**Objective**
Reproduce the listing below with every "service" switched to "tool" and everything else unchanged. Omit the pictures.

* * *

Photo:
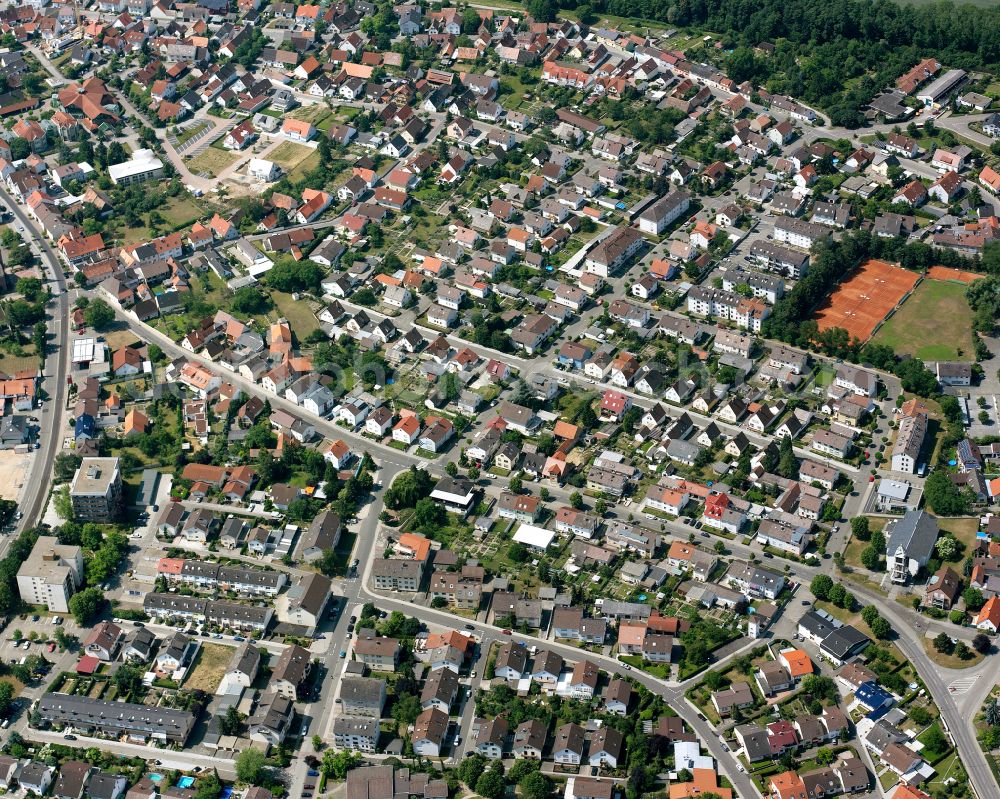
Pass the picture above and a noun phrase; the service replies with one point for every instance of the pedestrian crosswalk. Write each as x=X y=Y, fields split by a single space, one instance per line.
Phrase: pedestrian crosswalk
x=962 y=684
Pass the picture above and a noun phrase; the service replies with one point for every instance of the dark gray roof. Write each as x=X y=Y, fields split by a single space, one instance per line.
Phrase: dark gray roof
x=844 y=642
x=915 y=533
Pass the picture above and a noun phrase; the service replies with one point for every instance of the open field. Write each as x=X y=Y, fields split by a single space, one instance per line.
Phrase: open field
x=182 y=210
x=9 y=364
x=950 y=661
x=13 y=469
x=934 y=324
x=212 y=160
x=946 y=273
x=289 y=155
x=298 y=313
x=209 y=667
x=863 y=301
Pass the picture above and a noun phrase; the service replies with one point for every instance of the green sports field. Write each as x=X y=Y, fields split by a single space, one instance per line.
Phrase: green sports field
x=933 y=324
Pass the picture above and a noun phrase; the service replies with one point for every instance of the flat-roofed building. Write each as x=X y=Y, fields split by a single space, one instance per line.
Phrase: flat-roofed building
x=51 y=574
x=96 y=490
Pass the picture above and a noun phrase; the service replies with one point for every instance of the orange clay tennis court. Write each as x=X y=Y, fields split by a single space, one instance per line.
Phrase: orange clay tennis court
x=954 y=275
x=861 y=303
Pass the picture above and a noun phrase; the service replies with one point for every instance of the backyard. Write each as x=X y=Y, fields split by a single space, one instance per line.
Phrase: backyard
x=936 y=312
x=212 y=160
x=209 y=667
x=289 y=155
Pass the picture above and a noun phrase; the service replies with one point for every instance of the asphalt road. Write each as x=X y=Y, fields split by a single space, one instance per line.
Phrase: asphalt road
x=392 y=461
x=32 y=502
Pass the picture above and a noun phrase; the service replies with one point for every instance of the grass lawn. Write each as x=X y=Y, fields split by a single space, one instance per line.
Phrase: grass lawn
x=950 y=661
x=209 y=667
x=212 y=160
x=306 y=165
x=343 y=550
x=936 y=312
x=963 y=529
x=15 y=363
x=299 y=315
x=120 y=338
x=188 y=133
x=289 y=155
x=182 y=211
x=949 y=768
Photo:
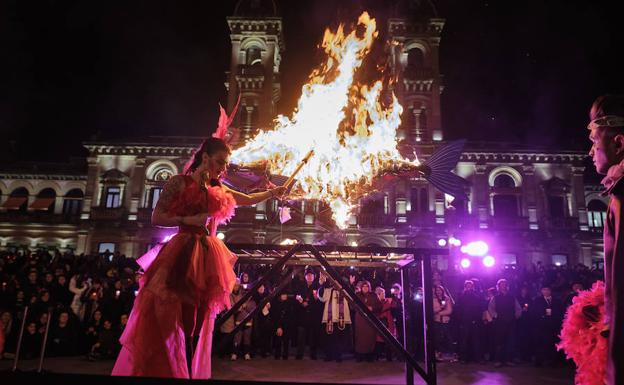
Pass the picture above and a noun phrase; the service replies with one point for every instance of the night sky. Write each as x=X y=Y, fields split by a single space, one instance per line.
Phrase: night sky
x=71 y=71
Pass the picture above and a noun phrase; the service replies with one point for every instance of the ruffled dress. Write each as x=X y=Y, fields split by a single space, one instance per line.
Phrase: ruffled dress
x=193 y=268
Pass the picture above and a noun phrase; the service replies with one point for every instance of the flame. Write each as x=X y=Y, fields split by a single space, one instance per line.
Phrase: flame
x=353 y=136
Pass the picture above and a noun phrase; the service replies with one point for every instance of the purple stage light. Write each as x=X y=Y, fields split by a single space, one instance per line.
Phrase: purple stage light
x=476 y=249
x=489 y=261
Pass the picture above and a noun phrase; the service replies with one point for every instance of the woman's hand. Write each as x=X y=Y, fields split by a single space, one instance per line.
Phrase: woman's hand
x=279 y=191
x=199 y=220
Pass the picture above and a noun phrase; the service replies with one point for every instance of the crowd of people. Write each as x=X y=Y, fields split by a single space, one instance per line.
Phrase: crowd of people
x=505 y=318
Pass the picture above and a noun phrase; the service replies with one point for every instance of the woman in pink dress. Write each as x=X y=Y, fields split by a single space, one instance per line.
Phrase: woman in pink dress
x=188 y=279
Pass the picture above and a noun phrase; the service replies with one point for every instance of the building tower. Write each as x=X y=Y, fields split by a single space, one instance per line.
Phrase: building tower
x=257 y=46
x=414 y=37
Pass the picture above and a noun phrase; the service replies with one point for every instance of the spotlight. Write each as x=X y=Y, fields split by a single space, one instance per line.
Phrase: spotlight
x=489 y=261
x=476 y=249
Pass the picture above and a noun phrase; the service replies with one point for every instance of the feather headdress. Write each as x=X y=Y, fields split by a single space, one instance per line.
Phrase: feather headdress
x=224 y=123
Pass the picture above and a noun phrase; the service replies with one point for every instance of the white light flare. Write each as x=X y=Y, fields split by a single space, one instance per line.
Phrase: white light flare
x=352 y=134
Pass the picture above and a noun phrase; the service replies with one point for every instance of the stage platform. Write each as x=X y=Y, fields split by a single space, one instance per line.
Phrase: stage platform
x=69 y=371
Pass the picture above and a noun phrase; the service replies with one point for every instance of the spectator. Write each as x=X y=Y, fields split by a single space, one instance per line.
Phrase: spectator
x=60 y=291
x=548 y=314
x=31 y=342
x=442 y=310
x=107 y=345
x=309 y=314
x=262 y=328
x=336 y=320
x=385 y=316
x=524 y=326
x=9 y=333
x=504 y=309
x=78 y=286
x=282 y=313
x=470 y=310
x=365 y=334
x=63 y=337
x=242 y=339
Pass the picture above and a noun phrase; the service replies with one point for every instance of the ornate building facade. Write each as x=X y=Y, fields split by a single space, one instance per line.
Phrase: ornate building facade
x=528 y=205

* * *

**Task solution**
Photo:
Pass the picture above and a noun phrase; the tool replies with one point for every instance of the pedestrian crosswalk. Write each as x=X y=Y, fields split by a single space, one instance per line.
Phrase: pedestrian crosswalk
x=962 y=684
Pass the picture above and a noun phrase; the tool replies with one point for every instance of the dark gray roof. Write each as x=X y=Y, fields split by a single space, one instance per line.
Phrase: dark gray roof
x=844 y=642
x=915 y=533
Pass the picture above and a noun phrase; the tool replies with one point for every instance of the open field. Write each as x=X y=Y, fields split by a single space, one instance per line.
Phrase: open field
x=182 y=210
x=9 y=364
x=950 y=661
x=13 y=469
x=934 y=324
x=212 y=160
x=946 y=273
x=289 y=155
x=298 y=313
x=209 y=667
x=863 y=301
Pass the picture above and a noun phrase; the tool replies with one point for every instance of the green sports field. Write each as x=X y=Y, fields split by a single space, one instance per line.
Phrase: green sports field
x=933 y=324
Pass the picture above and a noun phrase; the tool replies with one point for every instance of the flat-roofed building. Write each as x=X y=Y, fields split by a single space, one instance per line.
Phrase: flat-roofed building
x=51 y=574
x=96 y=490
Pass the picture above and a noun phrase; the tool replies with one point for every instance of the orange clay tennis court. Write each as x=X y=Y, fields split by a single space, one instance per line.
Phrase: orange clay tennis court
x=954 y=275
x=861 y=303
Pass the picture above and a noun phrase; the tool replies with one point for every instance of the backyard. Write each as x=X y=Y, fields split by a single space, one instance per line.
Phrase: backyard
x=936 y=312
x=212 y=160
x=209 y=667
x=289 y=155
Pass the picture above and a noun phrase; the tool replies with one point for every instance of the asphalt road. Write each as x=X y=Y, fields split by a single space, one instance per line.
Phrase: asphalt road
x=392 y=461
x=32 y=502
Pass the picture above and a noun phrase; the tool replies with one point for every instance of the grass lawn. Write each as x=X y=Y, fields split by a single space, one instance per line.
Phrase: grass lawn
x=950 y=661
x=209 y=667
x=212 y=160
x=306 y=165
x=343 y=550
x=936 y=312
x=963 y=529
x=15 y=363
x=299 y=315
x=120 y=338
x=188 y=133
x=289 y=155
x=182 y=211
x=949 y=768
Photo:
Pass the picture above and a noun phrase; the tool replies with one point for every instance of the night sky. Write each as x=X y=Y, fields split by a single space, one instance per line.
Phrase: night sky
x=71 y=71
Pass the picture above and a noun phrase; the tool replies with one point for every instance of the ruffled dress. Write each as x=X y=Y, fields split by a single space, one instance per line.
Phrase: ruffled dress
x=193 y=268
Pass the picture above and a noun phrase; the tool replies with one point for every instance of the flame. Write each as x=X y=Y, fields split by a single space, one instance per line.
Phrase: flame
x=353 y=136
Pass the picture above and a noun phrase; the tool replies with one point for every instance of the purple stage light. Write each as x=X y=Y, fields split by a single space, one instance per line.
Phrase: purple stage light
x=476 y=249
x=489 y=261
Pass the picture above and a noun phrase; the tool replies with one point for every instance of the woman's hand. Write each as x=X y=Y, fields split by a single space, one instance per line.
Phrase: woman's hand
x=279 y=191
x=199 y=220
Pass the picture above and a noun phrase; the tool replies with one point for every instance of the crowd of people. Write each as x=X y=Y, fields split by a single space, one instance per line.
Phrase: crowd of people
x=505 y=318
Pass the picture above and a noun phrase; the tool replies with one point for every instance of the woman in pink dress. Write each as x=X y=Y, fields split by a single space, one instance per line.
Phrase: woman in pink dress
x=188 y=279
Pass the picture above and a noun phrase; the tool replies with one point for every instance of the building tower. Write each as x=X y=Y, fields split by a single space, one instance per line.
Phrase: building tower
x=257 y=46
x=414 y=37
Pass the picture above and a noun phrase; the tool replies with one point for every instance of the spotlight. Write each as x=X y=Y, fields split by a single space, one instance per line.
Phrase: spotlight
x=489 y=261
x=476 y=249
Pass the picture above and a noun phrase; the tool replies with one point for every instance of the feather headdress. Write each as x=X y=Y, fields split by a single space, one instance per line.
Phrase: feather headdress
x=224 y=123
Pass the picture above and a noun phrase; the tool replies with one point for every instance of the white light flare. Write each as x=X y=Y, fields split by a single space, one instance per line.
Phrase: white light flare
x=352 y=134
Pass the picture above and a noun phrase; the tool replies with one point for every instance of the stage platform. Write each as x=X y=Y, fields split by a single space, one instance per line.
Phrase: stage platform
x=69 y=371
Pass the picture above and a noun phrase; the tool replies with one point for every instance of the spectator. Write each as x=X y=Y, fields split by a single space, one instance per line.
Phrase: spectator
x=60 y=291
x=548 y=314
x=31 y=342
x=442 y=310
x=107 y=345
x=309 y=314
x=262 y=328
x=336 y=320
x=385 y=316
x=524 y=326
x=9 y=333
x=504 y=309
x=78 y=286
x=282 y=313
x=470 y=310
x=365 y=334
x=63 y=337
x=242 y=339
Pass the picture above and a noun phrase; the tool replies with one point for every instance of the ornate building facade. Write each as x=X y=Y, fields split by a single space, one instance per line.
Phrase: ornate building facade
x=528 y=205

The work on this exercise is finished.